Retype the whole listing below exactly, keeping every picture out of it.

Provided data Block Start

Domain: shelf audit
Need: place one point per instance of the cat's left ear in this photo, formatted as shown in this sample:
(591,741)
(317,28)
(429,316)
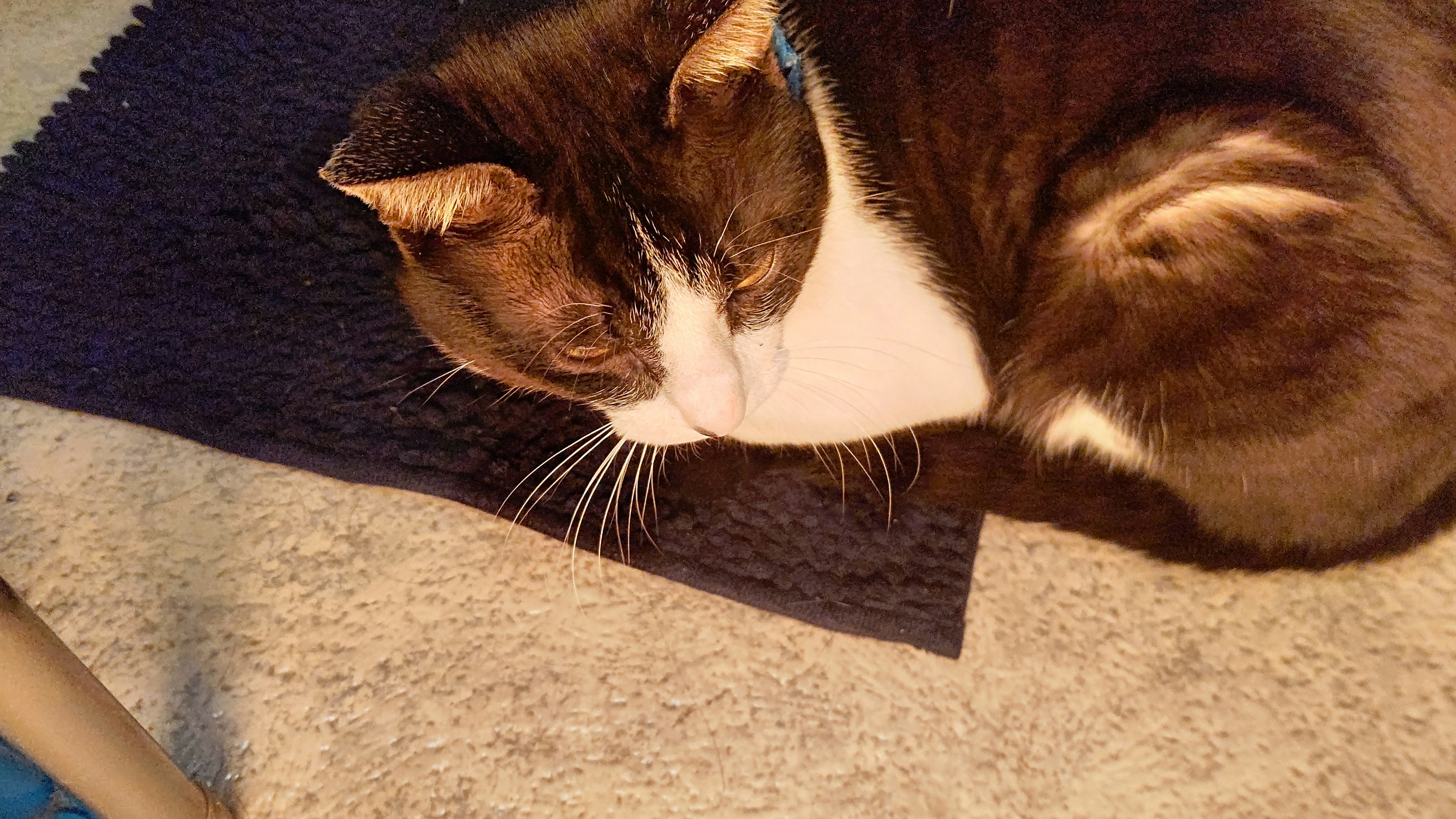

Provided data Block End

=== Result of the task ===
Domain: shelf audit
Need: place one point per instance of the cat's left ear in this photo, formatted as shown in this sample:
(591,741)
(317,28)
(429,316)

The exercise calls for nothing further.